_Objective_
Report each line of the data below that contains the word "instance".

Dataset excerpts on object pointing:
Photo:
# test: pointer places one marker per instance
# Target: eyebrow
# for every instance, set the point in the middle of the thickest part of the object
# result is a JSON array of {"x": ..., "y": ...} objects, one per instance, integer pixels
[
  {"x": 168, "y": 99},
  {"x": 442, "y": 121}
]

_Expected answer_
# test: pointer places one marker per instance
# for every instance, set the point in the middle of the thickest part of the object
# result is a JSON array of {"x": ..., "y": ...} objects, one per instance, integer pixels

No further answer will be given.